*Direction*: Skip every line before the one containing "of the forearm", then copy that line and the rest of the entries below exactly, through the last line.

___ Data extract ___

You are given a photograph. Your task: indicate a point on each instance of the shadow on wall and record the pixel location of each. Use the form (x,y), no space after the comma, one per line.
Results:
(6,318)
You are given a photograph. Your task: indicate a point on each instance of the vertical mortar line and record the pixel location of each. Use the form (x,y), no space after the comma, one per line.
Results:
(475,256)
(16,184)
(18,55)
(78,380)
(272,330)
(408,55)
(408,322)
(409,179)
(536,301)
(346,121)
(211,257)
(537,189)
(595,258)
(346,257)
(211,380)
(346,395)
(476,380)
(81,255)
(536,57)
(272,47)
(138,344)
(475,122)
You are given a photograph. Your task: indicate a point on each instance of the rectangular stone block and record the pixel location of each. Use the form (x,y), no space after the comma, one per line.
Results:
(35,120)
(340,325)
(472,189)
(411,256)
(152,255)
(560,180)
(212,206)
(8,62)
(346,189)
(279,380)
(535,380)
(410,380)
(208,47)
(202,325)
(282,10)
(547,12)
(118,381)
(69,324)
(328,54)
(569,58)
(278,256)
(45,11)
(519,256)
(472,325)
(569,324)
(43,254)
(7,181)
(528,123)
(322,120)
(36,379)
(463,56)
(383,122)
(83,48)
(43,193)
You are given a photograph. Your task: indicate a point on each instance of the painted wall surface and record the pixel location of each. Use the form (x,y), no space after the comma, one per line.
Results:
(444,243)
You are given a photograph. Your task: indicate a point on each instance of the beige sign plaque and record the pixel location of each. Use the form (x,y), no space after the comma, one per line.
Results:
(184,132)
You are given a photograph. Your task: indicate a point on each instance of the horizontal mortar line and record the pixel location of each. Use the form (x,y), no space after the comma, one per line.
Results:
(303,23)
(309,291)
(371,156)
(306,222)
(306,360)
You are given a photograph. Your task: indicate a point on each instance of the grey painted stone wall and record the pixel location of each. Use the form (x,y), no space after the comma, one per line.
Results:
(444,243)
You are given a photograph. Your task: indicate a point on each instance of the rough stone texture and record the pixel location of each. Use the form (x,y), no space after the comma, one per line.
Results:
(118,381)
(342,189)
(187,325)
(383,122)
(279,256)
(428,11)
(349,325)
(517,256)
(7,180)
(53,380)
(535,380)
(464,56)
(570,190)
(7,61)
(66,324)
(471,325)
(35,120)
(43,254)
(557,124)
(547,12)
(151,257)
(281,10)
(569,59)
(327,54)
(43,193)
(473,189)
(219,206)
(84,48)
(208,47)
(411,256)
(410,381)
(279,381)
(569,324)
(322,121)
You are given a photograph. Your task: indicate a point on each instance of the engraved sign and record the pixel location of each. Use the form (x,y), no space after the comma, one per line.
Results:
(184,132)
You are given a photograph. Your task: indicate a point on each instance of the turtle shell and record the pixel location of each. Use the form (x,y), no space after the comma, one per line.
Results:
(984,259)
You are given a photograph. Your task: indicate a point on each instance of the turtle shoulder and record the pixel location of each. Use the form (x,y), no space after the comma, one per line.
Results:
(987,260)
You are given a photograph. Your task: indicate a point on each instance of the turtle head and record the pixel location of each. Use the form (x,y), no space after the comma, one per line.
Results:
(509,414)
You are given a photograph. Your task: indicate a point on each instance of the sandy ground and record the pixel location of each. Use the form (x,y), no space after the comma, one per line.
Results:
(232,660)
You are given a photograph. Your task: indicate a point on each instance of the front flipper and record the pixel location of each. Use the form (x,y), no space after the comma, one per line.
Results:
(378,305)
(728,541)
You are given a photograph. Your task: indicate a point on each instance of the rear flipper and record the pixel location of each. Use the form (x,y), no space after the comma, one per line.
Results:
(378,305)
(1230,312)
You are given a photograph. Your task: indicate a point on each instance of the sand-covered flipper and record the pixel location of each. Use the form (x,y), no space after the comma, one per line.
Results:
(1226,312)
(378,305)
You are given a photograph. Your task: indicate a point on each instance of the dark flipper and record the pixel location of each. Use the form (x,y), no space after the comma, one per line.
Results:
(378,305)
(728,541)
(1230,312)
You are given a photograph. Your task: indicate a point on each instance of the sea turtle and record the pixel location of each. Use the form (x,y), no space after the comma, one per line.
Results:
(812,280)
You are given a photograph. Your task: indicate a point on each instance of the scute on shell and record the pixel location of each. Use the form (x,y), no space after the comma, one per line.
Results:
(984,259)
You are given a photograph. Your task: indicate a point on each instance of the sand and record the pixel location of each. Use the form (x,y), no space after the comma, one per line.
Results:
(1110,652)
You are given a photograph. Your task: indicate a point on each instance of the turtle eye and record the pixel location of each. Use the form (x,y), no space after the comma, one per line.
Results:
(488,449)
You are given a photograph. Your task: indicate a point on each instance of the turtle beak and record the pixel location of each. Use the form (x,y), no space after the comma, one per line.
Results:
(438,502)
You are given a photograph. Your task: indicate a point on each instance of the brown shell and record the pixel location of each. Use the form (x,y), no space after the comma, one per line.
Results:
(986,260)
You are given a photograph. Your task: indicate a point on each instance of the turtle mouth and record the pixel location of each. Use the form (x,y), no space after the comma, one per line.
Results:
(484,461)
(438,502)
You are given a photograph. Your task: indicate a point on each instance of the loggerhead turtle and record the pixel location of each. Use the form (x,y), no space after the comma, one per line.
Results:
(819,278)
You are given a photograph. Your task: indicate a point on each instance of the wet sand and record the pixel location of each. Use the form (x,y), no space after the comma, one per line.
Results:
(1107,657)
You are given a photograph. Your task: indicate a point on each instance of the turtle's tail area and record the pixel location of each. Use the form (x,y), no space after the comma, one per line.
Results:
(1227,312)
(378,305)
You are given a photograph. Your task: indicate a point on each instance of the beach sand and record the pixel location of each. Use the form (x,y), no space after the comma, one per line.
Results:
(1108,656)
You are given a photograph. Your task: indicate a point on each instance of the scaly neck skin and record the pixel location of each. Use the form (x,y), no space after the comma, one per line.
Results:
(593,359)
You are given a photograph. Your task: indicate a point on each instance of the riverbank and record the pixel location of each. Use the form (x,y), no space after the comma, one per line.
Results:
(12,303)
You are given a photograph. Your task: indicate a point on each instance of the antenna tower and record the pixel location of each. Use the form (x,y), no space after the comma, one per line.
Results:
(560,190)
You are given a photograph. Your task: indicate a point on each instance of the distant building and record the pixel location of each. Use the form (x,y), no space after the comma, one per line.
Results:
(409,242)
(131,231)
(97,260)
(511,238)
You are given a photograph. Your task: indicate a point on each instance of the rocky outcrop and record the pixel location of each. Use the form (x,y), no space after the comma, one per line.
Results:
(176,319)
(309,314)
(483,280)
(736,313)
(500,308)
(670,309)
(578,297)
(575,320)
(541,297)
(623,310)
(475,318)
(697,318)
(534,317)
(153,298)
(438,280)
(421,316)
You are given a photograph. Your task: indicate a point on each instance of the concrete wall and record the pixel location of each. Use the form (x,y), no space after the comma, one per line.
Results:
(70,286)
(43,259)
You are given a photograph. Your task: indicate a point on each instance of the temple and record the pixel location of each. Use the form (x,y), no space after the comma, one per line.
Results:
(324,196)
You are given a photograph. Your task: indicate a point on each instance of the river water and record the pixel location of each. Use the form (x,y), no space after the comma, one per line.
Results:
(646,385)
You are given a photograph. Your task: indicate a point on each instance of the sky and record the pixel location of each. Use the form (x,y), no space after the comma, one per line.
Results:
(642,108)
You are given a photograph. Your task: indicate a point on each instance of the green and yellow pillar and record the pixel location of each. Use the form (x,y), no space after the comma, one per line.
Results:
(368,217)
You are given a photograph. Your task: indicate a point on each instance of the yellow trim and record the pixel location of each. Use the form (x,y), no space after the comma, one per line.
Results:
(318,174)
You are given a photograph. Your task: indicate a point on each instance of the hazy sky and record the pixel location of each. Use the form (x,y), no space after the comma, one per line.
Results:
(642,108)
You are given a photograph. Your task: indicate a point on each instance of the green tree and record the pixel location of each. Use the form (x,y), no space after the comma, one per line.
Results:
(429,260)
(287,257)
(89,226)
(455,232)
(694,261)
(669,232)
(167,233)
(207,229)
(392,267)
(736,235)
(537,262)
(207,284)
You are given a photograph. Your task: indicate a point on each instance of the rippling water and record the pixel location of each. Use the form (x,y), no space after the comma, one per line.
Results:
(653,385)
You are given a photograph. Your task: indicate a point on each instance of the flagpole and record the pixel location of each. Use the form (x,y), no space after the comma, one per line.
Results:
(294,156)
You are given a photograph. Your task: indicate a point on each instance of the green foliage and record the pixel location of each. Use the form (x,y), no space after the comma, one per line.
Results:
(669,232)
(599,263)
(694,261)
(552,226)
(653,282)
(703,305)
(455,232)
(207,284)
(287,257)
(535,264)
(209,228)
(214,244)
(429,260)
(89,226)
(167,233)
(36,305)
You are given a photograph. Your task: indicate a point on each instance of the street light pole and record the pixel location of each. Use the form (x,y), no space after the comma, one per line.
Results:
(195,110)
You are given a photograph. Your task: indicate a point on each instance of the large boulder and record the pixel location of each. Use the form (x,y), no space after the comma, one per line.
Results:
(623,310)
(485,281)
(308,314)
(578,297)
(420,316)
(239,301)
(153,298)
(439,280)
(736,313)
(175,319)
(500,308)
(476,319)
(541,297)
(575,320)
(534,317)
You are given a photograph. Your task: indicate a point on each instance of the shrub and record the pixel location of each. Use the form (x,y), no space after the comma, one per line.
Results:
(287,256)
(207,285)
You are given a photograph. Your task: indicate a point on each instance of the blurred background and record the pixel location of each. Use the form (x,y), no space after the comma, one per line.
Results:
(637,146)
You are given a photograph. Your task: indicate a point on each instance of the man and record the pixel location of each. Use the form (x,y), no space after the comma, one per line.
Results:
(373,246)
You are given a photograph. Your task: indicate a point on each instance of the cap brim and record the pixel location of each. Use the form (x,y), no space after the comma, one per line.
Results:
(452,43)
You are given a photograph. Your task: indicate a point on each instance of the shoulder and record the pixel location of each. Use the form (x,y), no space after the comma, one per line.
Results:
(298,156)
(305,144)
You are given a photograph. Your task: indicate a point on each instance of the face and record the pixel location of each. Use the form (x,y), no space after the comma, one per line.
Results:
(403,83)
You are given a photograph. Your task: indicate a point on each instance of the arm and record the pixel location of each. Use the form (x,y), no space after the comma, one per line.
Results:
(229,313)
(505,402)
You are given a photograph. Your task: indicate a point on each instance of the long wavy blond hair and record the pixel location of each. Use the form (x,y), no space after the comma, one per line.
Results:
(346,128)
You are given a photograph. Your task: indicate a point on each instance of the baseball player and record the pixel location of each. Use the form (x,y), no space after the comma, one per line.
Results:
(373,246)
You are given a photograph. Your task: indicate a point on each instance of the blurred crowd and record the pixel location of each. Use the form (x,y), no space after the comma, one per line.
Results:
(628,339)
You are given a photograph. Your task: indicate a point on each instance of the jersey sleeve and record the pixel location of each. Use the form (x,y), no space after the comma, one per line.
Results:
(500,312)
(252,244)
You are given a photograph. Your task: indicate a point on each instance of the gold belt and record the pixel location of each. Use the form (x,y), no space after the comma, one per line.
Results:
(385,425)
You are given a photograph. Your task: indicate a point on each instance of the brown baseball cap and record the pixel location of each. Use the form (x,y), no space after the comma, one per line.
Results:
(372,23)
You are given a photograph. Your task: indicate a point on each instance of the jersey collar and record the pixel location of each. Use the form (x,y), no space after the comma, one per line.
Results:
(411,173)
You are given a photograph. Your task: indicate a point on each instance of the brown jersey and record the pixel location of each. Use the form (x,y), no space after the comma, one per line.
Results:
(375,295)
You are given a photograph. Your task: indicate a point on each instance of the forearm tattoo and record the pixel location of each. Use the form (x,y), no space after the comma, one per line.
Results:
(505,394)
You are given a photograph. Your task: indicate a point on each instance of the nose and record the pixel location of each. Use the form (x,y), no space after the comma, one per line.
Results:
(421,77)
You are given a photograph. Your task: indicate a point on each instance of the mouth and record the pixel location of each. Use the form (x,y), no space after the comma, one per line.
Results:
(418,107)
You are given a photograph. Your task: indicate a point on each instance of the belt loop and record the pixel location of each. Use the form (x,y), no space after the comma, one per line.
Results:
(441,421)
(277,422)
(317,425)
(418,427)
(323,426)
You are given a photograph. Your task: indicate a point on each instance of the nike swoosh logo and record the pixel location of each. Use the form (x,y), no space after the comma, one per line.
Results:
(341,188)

___

*Result of this exercise*:
You are given a photograph. Your task: indicate a point on each instance of the forearm tattoo and record the pixel location of each. Use the form (x,y), no space after the comma, one per line.
Results:
(505,394)
You are given a photograph. Your task: indicate a point on each instance of the nose and record the pixel location of each. Use the form (x,y), no space after the comma, one per line.
Results:
(421,77)
You are given a photograph. Your task: indicate a point on each instance of the mouth and record the pixel location of each. Use the form (x,y), no space after the comma, one per line.
Results:
(418,107)
You are given a photograph. Your task: indicate a point on each instance of the belt loop and record the pixel location of each. Use the form (x,y), no space after the comma, one per line.
Results:
(441,421)
(277,422)
(317,425)
(418,427)
(323,426)
You are given a photograph. Your task: indicate a point on each instance of the nike swoosh logo and record the pixel location of each. Use the form (x,y), no space after the comma, one per line.
Results:
(341,188)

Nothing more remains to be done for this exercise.